(Object pointing dataset rows)
----

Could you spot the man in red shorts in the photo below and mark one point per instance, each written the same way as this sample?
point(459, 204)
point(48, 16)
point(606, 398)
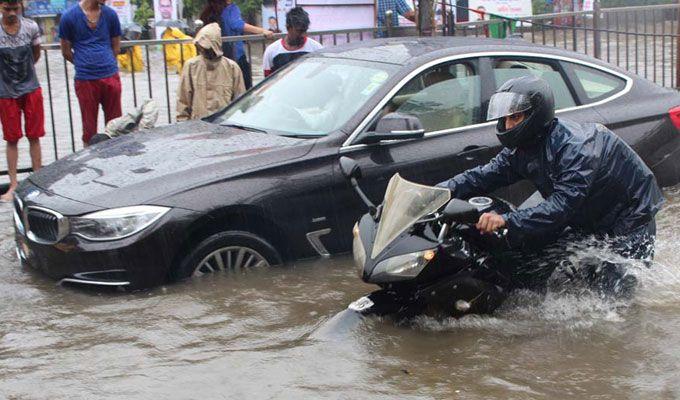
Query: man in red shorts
point(19, 87)
point(90, 39)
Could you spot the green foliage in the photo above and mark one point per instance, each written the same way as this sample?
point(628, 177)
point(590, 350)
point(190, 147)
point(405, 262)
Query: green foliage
point(623, 3)
point(542, 6)
point(192, 8)
point(144, 12)
point(250, 9)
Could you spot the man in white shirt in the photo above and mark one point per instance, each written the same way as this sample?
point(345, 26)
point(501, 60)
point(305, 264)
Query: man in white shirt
point(294, 45)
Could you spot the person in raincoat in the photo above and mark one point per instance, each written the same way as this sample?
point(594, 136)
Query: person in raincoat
point(209, 81)
point(593, 184)
point(174, 55)
point(131, 57)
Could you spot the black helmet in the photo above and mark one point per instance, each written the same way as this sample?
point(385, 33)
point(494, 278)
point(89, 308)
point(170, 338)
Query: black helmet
point(530, 95)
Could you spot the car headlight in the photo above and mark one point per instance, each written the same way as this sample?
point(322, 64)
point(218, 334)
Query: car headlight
point(116, 223)
point(405, 265)
point(358, 250)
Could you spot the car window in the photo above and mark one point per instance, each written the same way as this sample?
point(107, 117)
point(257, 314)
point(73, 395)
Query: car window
point(506, 69)
point(442, 97)
point(597, 84)
point(313, 97)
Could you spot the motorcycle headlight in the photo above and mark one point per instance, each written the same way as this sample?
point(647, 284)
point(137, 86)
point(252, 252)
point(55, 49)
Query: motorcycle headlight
point(405, 265)
point(116, 223)
point(358, 250)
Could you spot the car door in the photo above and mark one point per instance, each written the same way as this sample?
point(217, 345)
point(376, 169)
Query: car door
point(636, 110)
point(447, 98)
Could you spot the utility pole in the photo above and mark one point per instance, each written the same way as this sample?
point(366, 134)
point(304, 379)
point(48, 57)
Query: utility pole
point(677, 55)
point(425, 15)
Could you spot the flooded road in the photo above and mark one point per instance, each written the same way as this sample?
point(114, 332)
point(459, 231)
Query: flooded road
point(282, 333)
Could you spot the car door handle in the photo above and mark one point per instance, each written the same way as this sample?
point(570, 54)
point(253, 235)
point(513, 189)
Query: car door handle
point(468, 151)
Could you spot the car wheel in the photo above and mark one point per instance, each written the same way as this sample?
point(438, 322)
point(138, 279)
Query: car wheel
point(227, 251)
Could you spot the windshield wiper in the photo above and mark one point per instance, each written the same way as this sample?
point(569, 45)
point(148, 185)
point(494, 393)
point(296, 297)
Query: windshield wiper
point(301, 136)
point(245, 128)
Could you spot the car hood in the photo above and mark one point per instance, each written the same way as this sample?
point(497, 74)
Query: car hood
point(148, 165)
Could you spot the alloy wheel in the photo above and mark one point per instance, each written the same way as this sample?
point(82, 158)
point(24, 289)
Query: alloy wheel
point(232, 258)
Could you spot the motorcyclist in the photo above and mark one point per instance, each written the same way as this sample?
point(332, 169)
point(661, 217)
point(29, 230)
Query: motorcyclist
point(592, 182)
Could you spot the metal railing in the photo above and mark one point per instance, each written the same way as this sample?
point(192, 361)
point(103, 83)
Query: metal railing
point(643, 40)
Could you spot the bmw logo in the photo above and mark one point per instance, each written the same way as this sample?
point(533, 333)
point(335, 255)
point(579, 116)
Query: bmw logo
point(32, 194)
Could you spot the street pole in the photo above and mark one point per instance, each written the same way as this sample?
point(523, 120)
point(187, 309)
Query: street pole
point(677, 55)
point(426, 18)
point(597, 45)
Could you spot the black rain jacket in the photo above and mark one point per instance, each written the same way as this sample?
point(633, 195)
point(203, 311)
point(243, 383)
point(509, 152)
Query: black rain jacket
point(591, 180)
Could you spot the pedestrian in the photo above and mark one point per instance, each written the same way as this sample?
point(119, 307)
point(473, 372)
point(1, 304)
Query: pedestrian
point(398, 7)
point(90, 39)
point(292, 46)
point(233, 25)
point(209, 81)
point(273, 24)
point(19, 88)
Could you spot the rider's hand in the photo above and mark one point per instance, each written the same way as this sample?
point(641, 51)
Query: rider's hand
point(490, 222)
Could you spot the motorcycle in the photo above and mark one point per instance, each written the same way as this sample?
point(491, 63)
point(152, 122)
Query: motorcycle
point(421, 248)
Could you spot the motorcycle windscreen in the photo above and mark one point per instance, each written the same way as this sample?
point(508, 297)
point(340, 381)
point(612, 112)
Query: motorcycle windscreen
point(405, 203)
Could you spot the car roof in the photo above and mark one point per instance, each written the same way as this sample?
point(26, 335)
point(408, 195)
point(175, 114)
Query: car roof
point(409, 50)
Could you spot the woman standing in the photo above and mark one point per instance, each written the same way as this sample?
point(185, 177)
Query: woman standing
point(233, 25)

----

## Exercise goal
Copy out every one of these records line for line, leaving out the pictures.

## Result of the task
Could you spot the man in red shorts in the photo below and mark one point per instance, each written the same way as this sample?
point(459, 204)
point(48, 16)
point(606, 398)
Query: man in red shorts
point(19, 87)
point(90, 39)
Could you spot the green foliage in the photo above and mark one point per instance, each written the same way as this sample?
point(628, 177)
point(590, 350)
point(190, 147)
point(405, 262)
Query: green foliage
point(623, 3)
point(542, 6)
point(192, 8)
point(144, 12)
point(250, 9)
Could you spot the man in white shirt in the photo above and mark one point per instance, each written the same way as this sample?
point(345, 26)
point(501, 60)
point(305, 264)
Query: man in white shirt
point(294, 45)
Could you spot the person in raincoat in the photo above and mark one point per instance, each written the same way as this sample?
point(594, 136)
Query: person in raincoat
point(209, 81)
point(593, 184)
point(174, 55)
point(131, 57)
Could you spot the black helmet in the photo above and mark one point per instance, each written the same way as this sample?
point(385, 33)
point(494, 278)
point(89, 308)
point(170, 338)
Query: black helmet
point(530, 95)
Could you spot the car headlight in the photo above and mark one point per instance, each written the same way as this sample?
point(322, 64)
point(218, 334)
Query: car headlight
point(116, 223)
point(405, 265)
point(358, 250)
Could you spot the car window in the photo above and mark one point per instance, each written the same way as this sample?
point(107, 117)
point(257, 314)
point(73, 395)
Query: car window
point(506, 69)
point(442, 97)
point(597, 84)
point(313, 97)
Could you spot the motorcycle headlight in the photo above and mark one point per instance, each written the same way as this sample?
point(647, 284)
point(137, 86)
point(252, 252)
point(55, 49)
Query: motorcycle headlight
point(405, 265)
point(116, 223)
point(358, 250)
Could you spot the car door in the photo above and mark one point per instance, each written the same way as this sample?
point(217, 345)
point(376, 169)
Query: car door
point(636, 110)
point(447, 98)
Could you spot the utility pole in the photo above and mark one point per instance, each written the same way as this sample?
point(366, 134)
point(304, 379)
point(48, 57)
Query: utility pole
point(677, 55)
point(425, 15)
Could you spot the flooded road in the photo above and mark one point per instance, each written the same way as this sample?
point(114, 332)
point(459, 231)
Query: flooded road
point(282, 333)
Could you spot the car door handle in the photo above and mark one point per instance, each written the same way as this sample?
point(570, 54)
point(253, 235)
point(513, 189)
Query: car door handle
point(468, 151)
Could you spot the car wheel in the photo above and mark one point per instance, each written the same way as this sample?
point(438, 322)
point(138, 279)
Query: car wheel
point(227, 251)
Could you spot the windshield wiper in the photo above and mark one point per instance, each written the same way as this sample?
point(569, 45)
point(148, 185)
point(494, 393)
point(296, 297)
Query: windshield wiper
point(301, 136)
point(245, 128)
Could you spot the car hood in the photo above and mark one point per instance, each written the same way as this sample?
point(497, 74)
Query: car hood
point(148, 165)
Could you spot the alloy wheel in the photo above and mark one point per instance, each written the same way as this sample?
point(82, 158)
point(24, 289)
Query: alloy wheel
point(232, 258)
Could you spot the motorcyclist in the photo above and mark one point per instance, each written the same way as this sample?
point(332, 169)
point(661, 217)
point(29, 230)
Query: motorcyclist
point(592, 182)
Could you spot the metal railing in the photo above and mark one point per instance, each written the same way as this sample?
point(192, 361)
point(103, 83)
Query: metal railing
point(643, 40)
Could you spot the bmw logo in the photo above and mark one point per instance, each written the same way as this sample?
point(533, 333)
point(335, 255)
point(579, 116)
Query: bmw logo
point(32, 194)
Could you spot the street pole in the photo above and mark one point per instance, each written the same way as this sample?
point(523, 120)
point(187, 309)
Query: street pole
point(677, 55)
point(426, 18)
point(597, 45)
Could you spot the black rain jacket in the photo above and mark one point per instance, each written the same way as this sample?
point(633, 195)
point(203, 311)
point(243, 383)
point(509, 152)
Query: black rain jacket
point(591, 180)
Could you spot the pedestrian in the photo above and mark one point per instance, each written the same way as this sample?
point(119, 307)
point(473, 372)
point(1, 304)
Query: pedestrian
point(398, 7)
point(90, 39)
point(292, 46)
point(233, 25)
point(209, 81)
point(273, 24)
point(19, 88)
Could you spot the rider's hand in the photo above and mark one point per instance, each written the same way as this sample?
point(641, 51)
Query: rider's hand
point(490, 222)
Could you spot the motorcycle in the photo above and mark one point per instance, each written the same way as this sample?
point(491, 63)
point(152, 122)
Query: motorcycle
point(421, 248)
Could you spot the motorcycle windscreen in the photo above and mark one point per instance, each written the same way as this sample?
point(508, 297)
point(340, 381)
point(612, 112)
Query: motorcycle windscreen
point(405, 203)
Could you spot the car roof in the photo above and mark one point per instance, each written the same way as this sample?
point(26, 335)
point(408, 195)
point(175, 114)
Query: car roof
point(409, 50)
Could you spot the woman standing in the photo above and mark one point per instance, each written the same way as this sample?
point(185, 177)
Query: woman standing
point(233, 25)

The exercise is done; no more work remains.